— begin LISTED RECORDS —
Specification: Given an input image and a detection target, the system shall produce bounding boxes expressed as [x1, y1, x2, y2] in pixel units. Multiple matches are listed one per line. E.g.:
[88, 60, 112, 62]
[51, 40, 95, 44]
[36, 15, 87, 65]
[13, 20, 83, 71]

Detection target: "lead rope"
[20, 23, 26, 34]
— end LISTED RECORDS —
**WORK TO DO:**
Transcribe all of the material above verbatim, line for line, preserving every character and blank line.

**RESPONSE:**
Specification: Given an input image and a detection target, the system shall produce bounding boxes expressed as [x1, y1, x2, y2] in pixel units. Multiple matches are listed one per line. E.g.:
[88, 60, 112, 62]
[51, 40, 95, 44]
[36, 15, 87, 65]
[13, 20, 83, 71]

Detection target: "lead rope"
[20, 23, 26, 34]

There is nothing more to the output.